**CONSIGNA 1:** Según el texto fuente, ¿en cuánto tiempo triplicó su territorio el grupo fundamentalista?

Un grupo fundamentalista que sobrevivía en un rincón protegido por Turquía lanzó una ofensiva y en una semana triplicó su territorio. El ejército sirio arrugó y sus aliados rusos ya no tienen recursos para apoyarlo.
En los territorios rebeldes de Siria, allá en el desierto, funcionan los satélites y se pueden seguir las noticias por la web. No hay otra explicación para el impecable timing de un grupo medio impronunciable, Hayat Tahrir al-Sham, que apenas se firmó la tregua en Líbano entre Hezbollah e Israel se alzó contra el gobierno sirio. Fue una pateadura al tablero que desconcertó a todos y no se sabe a quién alegró. Las consecuencias trascienden por mucho al noroeste sirio porque son parte de un juego que va de Moscú a Washington, de Ankara a Teherán.

**DATOS DE ENTRADA:**
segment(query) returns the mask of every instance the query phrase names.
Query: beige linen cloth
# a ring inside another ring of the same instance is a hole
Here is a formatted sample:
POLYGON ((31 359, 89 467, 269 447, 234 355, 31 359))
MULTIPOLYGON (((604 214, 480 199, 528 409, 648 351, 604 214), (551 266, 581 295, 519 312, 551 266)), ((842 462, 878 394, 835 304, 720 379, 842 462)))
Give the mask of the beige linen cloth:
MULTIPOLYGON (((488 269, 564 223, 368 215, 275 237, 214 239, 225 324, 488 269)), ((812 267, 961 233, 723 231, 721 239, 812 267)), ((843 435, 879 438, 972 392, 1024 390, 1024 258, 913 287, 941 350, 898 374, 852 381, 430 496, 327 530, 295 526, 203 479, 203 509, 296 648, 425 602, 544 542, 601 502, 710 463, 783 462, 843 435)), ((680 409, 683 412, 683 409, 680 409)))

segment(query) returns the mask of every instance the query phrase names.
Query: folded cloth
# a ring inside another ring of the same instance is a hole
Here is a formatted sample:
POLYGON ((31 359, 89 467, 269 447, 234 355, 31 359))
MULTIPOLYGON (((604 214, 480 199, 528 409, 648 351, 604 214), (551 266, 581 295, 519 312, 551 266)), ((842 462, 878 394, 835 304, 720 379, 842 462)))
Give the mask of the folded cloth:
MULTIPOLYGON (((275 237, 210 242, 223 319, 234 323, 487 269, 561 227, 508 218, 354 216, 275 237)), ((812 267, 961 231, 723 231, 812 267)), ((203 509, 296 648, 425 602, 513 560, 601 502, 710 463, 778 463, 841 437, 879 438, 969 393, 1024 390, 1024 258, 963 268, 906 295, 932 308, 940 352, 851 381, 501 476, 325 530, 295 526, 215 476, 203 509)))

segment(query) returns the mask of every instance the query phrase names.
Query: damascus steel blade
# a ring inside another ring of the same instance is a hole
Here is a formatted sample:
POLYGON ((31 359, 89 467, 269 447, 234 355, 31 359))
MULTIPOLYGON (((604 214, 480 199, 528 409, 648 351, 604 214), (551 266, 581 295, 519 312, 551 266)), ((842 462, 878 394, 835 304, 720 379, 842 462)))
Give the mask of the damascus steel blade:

**CONSIGNA 2:** Reúne todas las líneas de las filas que contengan la cadena "steel". Se distinguen mayúsculas y minúsculas.

**RESPUESTA COMPLETA 1:** En una semana.

**RESPUESTA COMPLETA 2:**
Query: damascus steel blade
Give the mask of the damascus steel blade:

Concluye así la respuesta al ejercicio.